- **ASSIGNED TASK**:
Please put everything from the start of the records down through the line containing "4L0 166L16 151L36" into a numbered list, with blank lines omitted. Leave the pictures out of your answer.

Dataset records
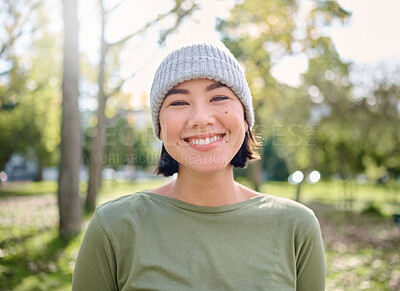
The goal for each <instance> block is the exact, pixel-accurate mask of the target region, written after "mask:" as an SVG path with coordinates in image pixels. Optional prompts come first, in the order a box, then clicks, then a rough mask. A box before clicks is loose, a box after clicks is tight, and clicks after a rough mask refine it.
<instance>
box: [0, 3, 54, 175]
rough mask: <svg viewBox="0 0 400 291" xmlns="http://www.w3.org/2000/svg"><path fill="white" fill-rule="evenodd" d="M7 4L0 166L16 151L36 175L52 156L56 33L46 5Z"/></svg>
mask: <svg viewBox="0 0 400 291" xmlns="http://www.w3.org/2000/svg"><path fill="white" fill-rule="evenodd" d="M24 4H26V6H24ZM3 5H6V4H5V3H3ZM7 5H8V6H7V9H5V10H6V11H7V12H8V14H4V13H5V12H3V11H2V12H1V13H2V15H4V19H8V22H9V23H8V24H7V25H6V26H5V31H7V32H8V33H9V35H8V34H7V33H5V34H4V40H3V42H2V47H1V55H0V62H2V63H3V64H5V66H4V68H6V69H5V70H4V71H2V72H1V73H0V143H1V145H2V146H1V149H0V168H1V169H2V168H3V167H4V165H5V163H6V162H7V161H8V160H9V158H10V157H11V155H12V154H13V153H18V154H20V155H23V156H25V157H27V158H29V159H31V160H34V161H35V162H37V164H38V168H39V169H38V171H37V173H38V175H37V177H36V180H41V174H42V168H43V167H44V166H53V165H55V164H56V163H57V159H58V148H57V146H58V144H59V131H60V129H59V127H60V126H59V115H60V110H59V107H60V104H59V103H60V92H59V89H58V83H59V78H60V66H61V65H60V58H59V57H58V51H59V49H60V47H61V45H60V40H59V33H58V32H57V31H56V32H55V31H54V30H51V29H49V27H50V25H51V24H50V21H49V19H48V15H47V11H48V10H46V9H49V7H48V6H47V5H45V4H44V3H42V4H41V5H38V3H36V4H35V2H33V3H25V1H15V2H8V3H7ZM31 5H32V6H31ZM30 9H31V10H30ZM27 11H29V17H28V16H27V15H26V13H28V12H27ZM21 18H22V19H21ZM25 27H30V28H33V27H34V28H35V29H27V28H25ZM28 35H29V40H28ZM18 41H24V42H26V41H28V43H29V48H30V49H29V50H28V49H27V50H26V51H25V50H22V49H21V48H20V47H19V46H18ZM21 50H22V52H21Z"/></svg>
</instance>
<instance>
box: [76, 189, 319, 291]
mask: <svg viewBox="0 0 400 291" xmlns="http://www.w3.org/2000/svg"><path fill="white" fill-rule="evenodd" d="M324 284H325V261H324V251H323V244H322V238H321V231H320V226H319V223H318V220H317V218H316V217H315V215H314V213H313V212H312V211H311V210H310V209H308V208H307V207H305V206H303V205H301V204H299V203H296V202H294V201H291V200H288V199H284V198H278V197H274V196H270V195H262V196H257V197H254V198H252V199H250V200H246V201H242V202H239V203H236V204H232V205H225V206H220V207H204V206H197V205H192V204H188V203H185V202H182V201H179V200H176V199H173V198H170V197H166V196H163V195H158V194H154V193H150V192H139V193H136V194H132V195H128V196H124V197H120V198H118V199H116V200H113V201H110V202H107V203H105V204H103V205H101V206H99V207H98V208H97V210H96V212H95V214H94V216H93V218H92V220H91V222H90V224H89V226H88V229H87V231H86V234H85V236H84V239H83V242H82V245H81V248H80V251H79V255H78V258H77V262H76V265H75V271H74V276H73V284H72V290H75V291H77V290H82V291H90V290H95V291H101V290H171V291H179V290H276V291H285V290H303V291H319V290H324Z"/></svg>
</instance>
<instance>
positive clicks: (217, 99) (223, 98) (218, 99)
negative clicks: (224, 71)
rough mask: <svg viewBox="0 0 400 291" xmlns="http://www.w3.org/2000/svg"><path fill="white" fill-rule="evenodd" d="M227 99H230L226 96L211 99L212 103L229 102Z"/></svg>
mask: <svg viewBox="0 0 400 291" xmlns="http://www.w3.org/2000/svg"><path fill="white" fill-rule="evenodd" d="M227 99H229V98H228V97H226V96H215V97H213V98H212V99H211V101H217V102H218V101H223V100H227Z"/></svg>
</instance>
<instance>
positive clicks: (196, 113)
mask: <svg viewBox="0 0 400 291" xmlns="http://www.w3.org/2000/svg"><path fill="white" fill-rule="evenodd" d="M160 125H161V134H160V136H161V140H162V141H163V143H164V146H165V149H166V150H167V152H168V153H169V154H170V155H171V156H172V157H173V158H174V159H175V160H176V161H177V162H178V163H179V171H181V170H184V169H191V170H195V171H201V172H215V171H218V170H221V169H225V168H226V167H227V166H230V164H229V163H230V161H231V160H232V158H233V157H234V156H235V154H236V153H237V152H238V150H239V149H240V147H241V145H242V143H243V140H244V136H245V132H246V129H247V127H248V125H247V122H246V121H245V118H244V110H243V106H242V103H241V102H240V100H239V99H238V98H237V97H236V95H235V94H234V93H233V92H232V90H231V89H230V88H229V87H227V86H225V85H223V84H222V83H220V82H217V81H214V80H209V79H195V80H190V81H186V82H183V83H180V84H179V85H177V86H175V87H174V88H173V89H171V91H169V93H168V94H167V96H166V98H165V99H164V102H163V104H162V106H161V110H160Z"/></svg>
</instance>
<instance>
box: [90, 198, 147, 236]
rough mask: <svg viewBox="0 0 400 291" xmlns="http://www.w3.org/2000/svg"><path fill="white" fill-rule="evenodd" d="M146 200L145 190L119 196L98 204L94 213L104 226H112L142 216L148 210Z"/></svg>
mask: <svg viewBox="0 0 400 291" xmlns="http://www.w3.org/2000/svg"><path fill="white" fill-rule="evenodd" d="M148 200H149V199H148V197H147V195H146V194H145V192H137V193H134V194H130V195H126V196H121V197H118V198H116V199H113V200H110V201H108V202H105V203H103V204H101V205H100V206H98V207H97V208H96V213H95V214H96V215H97V216H98V218H99V220H100V223H101V224H102V226H103V227H104V228H112V227H115V226H118V225H120V224H121V223H122V222H124V221H125V222H127V221H132V220H134V219H135V218H137V217H140V216H142V215H143V214H144V212H146V211H148V208H149V205H148V204H149V202H148Z"/></svg>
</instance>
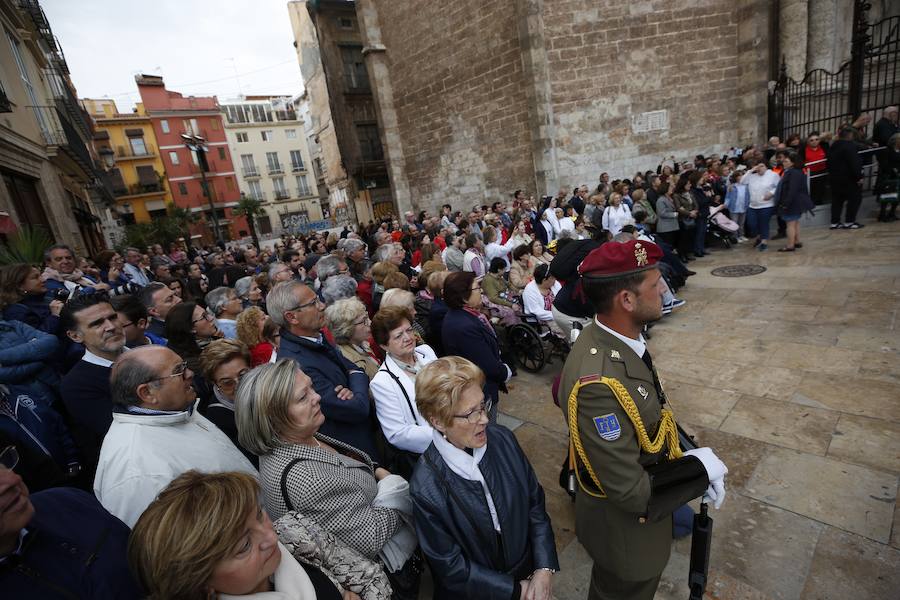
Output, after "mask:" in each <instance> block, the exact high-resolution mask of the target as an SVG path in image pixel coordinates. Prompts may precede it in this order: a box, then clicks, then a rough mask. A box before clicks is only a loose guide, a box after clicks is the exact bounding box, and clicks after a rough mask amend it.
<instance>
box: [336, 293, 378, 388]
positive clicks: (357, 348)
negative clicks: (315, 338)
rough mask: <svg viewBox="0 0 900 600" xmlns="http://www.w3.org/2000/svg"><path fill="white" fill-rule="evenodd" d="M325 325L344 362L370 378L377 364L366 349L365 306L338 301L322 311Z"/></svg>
mask: <svg viewBox="0 0 900 600" xmlns="http://www.w3.org/2000/svg"><path fill="white" fill-rule="evenodd" d="M329 281H330V280H329ZM325 323H326V326H327V327H328V330H329V331H331V334H332V335H333V336H334V343H335V345H336V346H337V347H338V349H339V350H340V351H341V354H343V355H344V358H346V359H347V360H349V361H350V362H352V363H353V364H355V365H356V366H357V367H359V368H360V369H362V370H363V371H365V372H366V375H368V376H369V379H371V378H372V377H374V376H375V372H376V371H378V367H379V366H380V364H381V363H380V362H379V361H378V358H377V357H376V356H375V353H374V352H372V348H371V347H370V346H369V336H370V335H371V334H372V330H371V328H370V325H371V324H372V321H371V320H369V314H368V313H367V312H366V306H365V305H364V304H363V303H362V302H360V301H359V300H357V299H356V298H346V299H344V300H338V301H337V302H335V303H334V304H332V305H330V306H329V307H328V308H326V309H325Z"/></svg>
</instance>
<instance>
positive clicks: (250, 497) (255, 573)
mask: <svg viewBox="0 0 900 600" xmlns="http://www.w3.org/2000/svg"><path fill="white" fill-rule="evenodd" d="M259 492H260V490H259V484H258V483H257V481H256V479H254V478H253V477H252V476H251V475H248V474H246V473H231V472H229V473H200V472H198V471H187V472H186V473H183V474H182V475H180V476H178V477H176V478H175V479H174V480H173V481H172V482H171V483H170V484H169V485H168V486H166V488H165V489H164V490H163V491H162V492H160V494H159V496H157V498H156V500H154V501H153V502H151V503H150V506H148V507H147V509H146V510H145V511H144V512H143V514H142V515H141V517H140V519H138V521H137V523H135V525H134V529H133V530H132V532H131V538H130V540H129V543H128V562H129V564H130V566H131V570H132V572H133V573H134V574H135V575H136V576H137V578H138V580H139V581H140V583H141V584H142V585H143V587H144V589H145V590H147V592H148V595H149V598H151V599H152V600H172V599H175V598H177V599H179V600H209V599H211V598H219V599H220V600H225V599H228V598H236V597H237V598H259V599H260V600H263V599H267V600H289V599H291V600H293V599H297V600H313V599H326V598H327V599H329V600H338V599H340V598H341V591H340V590H339V589H338V588H337V587H336V586H335V585H334V584H333V583H332V582H331V581H330V580H329V579H328V577H327V576H326V575H325V574H324V573H322V572H321V571H319V570H318V569H317V568H316V567H313V566H311V565H303V564H301V563H298V562H297V561H296V560H295V559H294V557H293V556H291V554H290V552H289V551H288V549H287V548H286V547H285V546H283V545H282V544H281V543H280V542H279V541H278V536H277V535H276V534H275V530H274V529H273V527H272V521H270V520H269V516H268V515H267V514H266V512H265V510H263V509H262V507H261V506H260V504H259ZM201 508H202V510H198V509H201ZM354 596H355V594H354V595H351V596H346V595H345V596H344V598H345V599H346V598H352V597H354Z"/></svg>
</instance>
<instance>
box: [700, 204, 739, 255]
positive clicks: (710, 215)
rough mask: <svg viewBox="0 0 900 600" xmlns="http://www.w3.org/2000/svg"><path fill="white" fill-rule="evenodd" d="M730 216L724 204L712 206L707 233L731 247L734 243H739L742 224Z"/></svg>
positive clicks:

- **ANSWER TO THIS EXERCISE**:
1. The goal for each <instance> block is the exact, pixel-accurate mask of the target region, written after "mask:" as an SVG path with coordinates in image pixels. Optional prompts come first, in the order a box, then clicks, then a rough mask. A box before clicks is loose, a box after clicks is tight, and clicks after a rough mask refine it.
2. <instance>
3. box: [0, 3, 54, 175]
4. rough mask: <svg viewBox="0 0 400 291" xmlns="http://www.w3.org/2000/svg"><path fill="white" fill-rule="evenodd" d="M7 4L0 166L16 151L36 175L52 156L56 33L46 5Z"/></svg>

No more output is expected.